GOAL »
Report the number of lines in the entries below that contain the string "lamp". Give only the number.

PROVIDED MATERIAL »
________________________

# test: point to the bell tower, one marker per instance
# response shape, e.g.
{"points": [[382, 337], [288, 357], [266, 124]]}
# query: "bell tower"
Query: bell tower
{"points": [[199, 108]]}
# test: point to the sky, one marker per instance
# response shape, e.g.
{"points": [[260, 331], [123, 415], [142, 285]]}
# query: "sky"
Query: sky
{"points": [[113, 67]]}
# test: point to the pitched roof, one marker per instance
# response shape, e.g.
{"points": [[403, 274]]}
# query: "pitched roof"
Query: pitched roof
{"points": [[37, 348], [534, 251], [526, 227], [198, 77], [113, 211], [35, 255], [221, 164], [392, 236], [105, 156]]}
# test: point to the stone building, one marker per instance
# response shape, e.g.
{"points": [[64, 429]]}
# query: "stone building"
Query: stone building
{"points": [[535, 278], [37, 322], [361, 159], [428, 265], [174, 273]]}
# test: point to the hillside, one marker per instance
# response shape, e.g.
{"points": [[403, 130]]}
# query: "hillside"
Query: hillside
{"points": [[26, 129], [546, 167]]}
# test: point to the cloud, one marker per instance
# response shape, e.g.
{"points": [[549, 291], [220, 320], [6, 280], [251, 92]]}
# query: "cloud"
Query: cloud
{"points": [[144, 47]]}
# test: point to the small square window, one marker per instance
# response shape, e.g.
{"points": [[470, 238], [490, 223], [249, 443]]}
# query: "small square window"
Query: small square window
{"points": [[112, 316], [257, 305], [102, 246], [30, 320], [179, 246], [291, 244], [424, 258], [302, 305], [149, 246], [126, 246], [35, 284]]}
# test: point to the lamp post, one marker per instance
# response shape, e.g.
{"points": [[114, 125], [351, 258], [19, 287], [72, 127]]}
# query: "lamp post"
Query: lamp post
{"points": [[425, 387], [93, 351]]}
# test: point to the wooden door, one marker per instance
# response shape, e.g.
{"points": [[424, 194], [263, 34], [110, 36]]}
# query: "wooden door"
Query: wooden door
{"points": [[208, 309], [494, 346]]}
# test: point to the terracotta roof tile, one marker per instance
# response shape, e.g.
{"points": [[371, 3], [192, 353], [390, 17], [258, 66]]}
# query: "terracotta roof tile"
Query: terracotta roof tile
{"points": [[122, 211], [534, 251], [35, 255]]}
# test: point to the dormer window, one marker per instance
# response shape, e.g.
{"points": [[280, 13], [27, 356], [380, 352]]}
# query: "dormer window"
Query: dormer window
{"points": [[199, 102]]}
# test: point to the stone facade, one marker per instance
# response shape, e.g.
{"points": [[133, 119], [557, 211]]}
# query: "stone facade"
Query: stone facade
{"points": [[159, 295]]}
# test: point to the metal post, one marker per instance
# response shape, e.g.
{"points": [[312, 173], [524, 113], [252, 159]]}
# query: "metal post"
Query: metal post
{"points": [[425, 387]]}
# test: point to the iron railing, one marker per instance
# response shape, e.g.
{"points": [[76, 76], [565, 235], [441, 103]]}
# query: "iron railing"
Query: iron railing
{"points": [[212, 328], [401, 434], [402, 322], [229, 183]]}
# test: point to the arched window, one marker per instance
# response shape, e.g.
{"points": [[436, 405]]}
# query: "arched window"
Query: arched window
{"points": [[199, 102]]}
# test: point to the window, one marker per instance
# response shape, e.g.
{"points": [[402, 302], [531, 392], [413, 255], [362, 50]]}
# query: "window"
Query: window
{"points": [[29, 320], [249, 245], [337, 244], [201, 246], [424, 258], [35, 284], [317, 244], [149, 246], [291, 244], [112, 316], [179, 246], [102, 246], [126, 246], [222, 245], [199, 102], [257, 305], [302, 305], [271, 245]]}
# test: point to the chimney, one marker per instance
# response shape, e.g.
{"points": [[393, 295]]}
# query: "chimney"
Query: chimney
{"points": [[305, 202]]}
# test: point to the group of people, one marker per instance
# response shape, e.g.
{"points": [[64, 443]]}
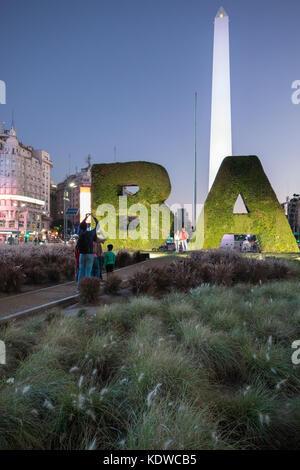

________________________

EXPECTED OUTPUT »
3